[The data start]

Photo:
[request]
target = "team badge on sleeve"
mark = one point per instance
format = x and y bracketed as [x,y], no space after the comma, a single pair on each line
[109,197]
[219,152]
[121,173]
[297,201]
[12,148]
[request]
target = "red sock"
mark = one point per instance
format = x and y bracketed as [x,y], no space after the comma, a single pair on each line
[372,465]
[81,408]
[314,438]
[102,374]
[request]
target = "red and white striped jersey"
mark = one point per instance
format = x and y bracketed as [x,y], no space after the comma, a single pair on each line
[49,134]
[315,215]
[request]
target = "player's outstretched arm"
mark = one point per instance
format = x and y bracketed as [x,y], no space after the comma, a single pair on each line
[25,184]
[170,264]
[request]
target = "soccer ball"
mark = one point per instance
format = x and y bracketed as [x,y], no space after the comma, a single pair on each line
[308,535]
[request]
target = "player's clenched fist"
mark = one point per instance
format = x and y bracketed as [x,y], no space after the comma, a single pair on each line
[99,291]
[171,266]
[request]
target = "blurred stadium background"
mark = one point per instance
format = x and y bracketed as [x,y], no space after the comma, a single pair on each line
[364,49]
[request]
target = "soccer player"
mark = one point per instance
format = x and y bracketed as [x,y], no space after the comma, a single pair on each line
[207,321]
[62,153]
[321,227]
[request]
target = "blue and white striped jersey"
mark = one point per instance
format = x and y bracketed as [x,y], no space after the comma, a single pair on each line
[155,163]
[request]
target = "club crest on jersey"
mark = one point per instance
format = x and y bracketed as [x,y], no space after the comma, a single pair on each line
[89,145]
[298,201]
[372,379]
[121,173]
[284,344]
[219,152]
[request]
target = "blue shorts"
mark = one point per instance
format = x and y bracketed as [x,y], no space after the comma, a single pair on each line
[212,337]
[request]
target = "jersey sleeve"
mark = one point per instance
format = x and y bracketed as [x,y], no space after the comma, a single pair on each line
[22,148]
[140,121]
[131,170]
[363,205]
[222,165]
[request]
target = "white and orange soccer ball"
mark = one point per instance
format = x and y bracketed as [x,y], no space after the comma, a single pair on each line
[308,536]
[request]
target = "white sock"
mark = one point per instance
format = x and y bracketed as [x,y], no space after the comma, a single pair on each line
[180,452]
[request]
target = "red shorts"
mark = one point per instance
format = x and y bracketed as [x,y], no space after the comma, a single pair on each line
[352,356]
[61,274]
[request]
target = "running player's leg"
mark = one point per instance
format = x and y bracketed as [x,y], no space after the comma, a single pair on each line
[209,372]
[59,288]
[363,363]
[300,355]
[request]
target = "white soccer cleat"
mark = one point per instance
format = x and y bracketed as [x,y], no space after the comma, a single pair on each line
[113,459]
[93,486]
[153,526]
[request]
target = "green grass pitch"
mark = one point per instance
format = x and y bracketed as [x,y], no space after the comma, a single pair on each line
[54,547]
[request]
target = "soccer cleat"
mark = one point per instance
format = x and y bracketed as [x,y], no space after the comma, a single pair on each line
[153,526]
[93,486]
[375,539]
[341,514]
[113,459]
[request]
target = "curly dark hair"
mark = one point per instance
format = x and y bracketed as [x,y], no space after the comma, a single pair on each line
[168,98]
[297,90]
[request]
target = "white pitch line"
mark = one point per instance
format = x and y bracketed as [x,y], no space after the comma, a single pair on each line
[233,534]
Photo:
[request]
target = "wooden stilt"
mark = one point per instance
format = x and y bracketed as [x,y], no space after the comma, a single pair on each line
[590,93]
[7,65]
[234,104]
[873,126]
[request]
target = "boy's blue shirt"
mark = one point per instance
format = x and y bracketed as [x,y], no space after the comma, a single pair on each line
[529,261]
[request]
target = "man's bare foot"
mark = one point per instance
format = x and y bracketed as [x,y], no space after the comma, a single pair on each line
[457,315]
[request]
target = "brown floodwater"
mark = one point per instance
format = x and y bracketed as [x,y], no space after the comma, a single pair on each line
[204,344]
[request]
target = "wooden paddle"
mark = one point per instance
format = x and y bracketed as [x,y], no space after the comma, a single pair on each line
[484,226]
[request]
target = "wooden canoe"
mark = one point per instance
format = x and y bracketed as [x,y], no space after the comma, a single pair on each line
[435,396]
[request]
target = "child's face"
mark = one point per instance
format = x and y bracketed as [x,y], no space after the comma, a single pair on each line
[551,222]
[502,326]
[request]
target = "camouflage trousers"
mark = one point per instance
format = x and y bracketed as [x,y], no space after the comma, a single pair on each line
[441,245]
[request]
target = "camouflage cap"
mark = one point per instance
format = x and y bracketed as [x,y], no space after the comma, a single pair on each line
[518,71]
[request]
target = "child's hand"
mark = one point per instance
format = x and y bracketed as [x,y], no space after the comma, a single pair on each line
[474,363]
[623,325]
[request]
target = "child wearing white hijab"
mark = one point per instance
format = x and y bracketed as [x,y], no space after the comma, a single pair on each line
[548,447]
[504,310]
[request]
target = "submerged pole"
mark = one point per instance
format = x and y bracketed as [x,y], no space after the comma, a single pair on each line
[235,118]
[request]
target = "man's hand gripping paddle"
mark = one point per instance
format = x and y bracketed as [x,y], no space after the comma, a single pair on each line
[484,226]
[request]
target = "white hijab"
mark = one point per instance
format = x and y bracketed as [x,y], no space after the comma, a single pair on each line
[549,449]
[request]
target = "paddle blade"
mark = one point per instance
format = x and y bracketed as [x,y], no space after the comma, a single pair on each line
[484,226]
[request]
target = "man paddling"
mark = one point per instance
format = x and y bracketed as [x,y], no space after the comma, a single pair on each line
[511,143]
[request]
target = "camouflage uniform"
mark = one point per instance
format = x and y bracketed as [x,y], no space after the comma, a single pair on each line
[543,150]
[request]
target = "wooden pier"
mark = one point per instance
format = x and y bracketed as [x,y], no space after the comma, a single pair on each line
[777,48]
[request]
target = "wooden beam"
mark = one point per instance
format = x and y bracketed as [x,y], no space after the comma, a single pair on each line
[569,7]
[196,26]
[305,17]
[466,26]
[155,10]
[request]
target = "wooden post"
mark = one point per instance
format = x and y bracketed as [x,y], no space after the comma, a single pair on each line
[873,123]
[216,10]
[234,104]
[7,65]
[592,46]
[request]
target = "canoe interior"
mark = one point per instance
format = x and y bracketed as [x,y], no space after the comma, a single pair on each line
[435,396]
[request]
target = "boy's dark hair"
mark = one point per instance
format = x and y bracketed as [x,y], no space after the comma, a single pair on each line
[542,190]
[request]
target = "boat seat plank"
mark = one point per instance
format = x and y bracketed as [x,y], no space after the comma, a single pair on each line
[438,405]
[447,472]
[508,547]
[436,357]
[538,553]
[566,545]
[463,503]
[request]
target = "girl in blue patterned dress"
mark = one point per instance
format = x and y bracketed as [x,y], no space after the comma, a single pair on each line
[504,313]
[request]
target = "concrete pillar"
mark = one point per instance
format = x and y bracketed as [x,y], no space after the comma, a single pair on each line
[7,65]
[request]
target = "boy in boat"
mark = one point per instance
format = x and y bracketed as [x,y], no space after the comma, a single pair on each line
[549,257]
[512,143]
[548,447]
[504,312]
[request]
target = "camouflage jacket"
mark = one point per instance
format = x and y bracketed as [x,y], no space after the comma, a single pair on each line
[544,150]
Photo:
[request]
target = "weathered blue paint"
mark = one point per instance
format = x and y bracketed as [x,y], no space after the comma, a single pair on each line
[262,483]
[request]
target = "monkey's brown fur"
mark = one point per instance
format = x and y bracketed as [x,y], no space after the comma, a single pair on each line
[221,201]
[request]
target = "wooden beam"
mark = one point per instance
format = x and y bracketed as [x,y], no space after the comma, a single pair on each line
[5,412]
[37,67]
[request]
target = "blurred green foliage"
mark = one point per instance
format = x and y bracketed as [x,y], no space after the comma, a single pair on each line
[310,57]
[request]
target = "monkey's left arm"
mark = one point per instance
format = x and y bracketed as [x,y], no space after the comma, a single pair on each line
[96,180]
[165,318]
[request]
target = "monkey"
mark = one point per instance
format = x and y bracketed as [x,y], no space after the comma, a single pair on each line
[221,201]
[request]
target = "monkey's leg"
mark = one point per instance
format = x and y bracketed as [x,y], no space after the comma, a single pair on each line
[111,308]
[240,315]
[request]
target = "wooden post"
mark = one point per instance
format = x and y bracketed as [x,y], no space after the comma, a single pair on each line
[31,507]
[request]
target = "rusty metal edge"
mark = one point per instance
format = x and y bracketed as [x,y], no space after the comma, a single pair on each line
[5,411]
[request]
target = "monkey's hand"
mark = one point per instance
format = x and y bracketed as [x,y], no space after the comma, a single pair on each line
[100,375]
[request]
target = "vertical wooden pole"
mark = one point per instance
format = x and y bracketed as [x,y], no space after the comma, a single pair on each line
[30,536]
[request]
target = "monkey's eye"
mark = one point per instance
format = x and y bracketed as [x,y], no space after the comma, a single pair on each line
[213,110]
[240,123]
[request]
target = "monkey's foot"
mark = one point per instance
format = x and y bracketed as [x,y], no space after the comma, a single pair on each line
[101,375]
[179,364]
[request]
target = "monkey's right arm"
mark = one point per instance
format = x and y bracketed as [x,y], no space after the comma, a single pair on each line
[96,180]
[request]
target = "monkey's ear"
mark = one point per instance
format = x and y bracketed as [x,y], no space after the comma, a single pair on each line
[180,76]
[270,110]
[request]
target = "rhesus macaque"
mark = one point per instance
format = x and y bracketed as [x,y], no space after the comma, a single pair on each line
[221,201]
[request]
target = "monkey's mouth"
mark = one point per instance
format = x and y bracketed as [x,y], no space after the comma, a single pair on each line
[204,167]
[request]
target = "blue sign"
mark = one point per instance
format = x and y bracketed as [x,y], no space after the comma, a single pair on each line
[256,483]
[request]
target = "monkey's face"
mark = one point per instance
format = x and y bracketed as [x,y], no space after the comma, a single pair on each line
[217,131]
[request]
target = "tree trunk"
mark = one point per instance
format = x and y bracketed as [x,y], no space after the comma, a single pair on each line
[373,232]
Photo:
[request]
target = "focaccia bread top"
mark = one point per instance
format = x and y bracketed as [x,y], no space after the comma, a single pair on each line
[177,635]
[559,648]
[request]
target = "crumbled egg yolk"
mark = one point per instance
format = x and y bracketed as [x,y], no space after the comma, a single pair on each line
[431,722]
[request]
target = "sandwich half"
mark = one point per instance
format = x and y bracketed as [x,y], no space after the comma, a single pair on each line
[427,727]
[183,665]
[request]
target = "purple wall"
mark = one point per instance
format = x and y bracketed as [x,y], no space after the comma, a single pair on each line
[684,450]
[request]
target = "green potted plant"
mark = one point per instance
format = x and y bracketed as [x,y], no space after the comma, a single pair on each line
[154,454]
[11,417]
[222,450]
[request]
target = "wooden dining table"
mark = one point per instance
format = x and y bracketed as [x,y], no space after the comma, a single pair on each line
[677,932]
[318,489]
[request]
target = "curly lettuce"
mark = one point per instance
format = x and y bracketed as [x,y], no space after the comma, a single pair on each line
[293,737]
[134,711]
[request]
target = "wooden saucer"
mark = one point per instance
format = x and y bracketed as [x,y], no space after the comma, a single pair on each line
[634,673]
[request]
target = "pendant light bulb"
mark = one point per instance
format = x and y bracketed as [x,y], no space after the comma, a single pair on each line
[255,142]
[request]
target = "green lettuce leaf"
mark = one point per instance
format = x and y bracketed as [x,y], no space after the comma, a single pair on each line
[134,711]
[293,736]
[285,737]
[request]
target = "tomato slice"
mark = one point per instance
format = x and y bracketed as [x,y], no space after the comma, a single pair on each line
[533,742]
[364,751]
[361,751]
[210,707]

[The data end]

» The task
Please count the lines of the data above that contain the word "child" and reply with only the number.

» Response
3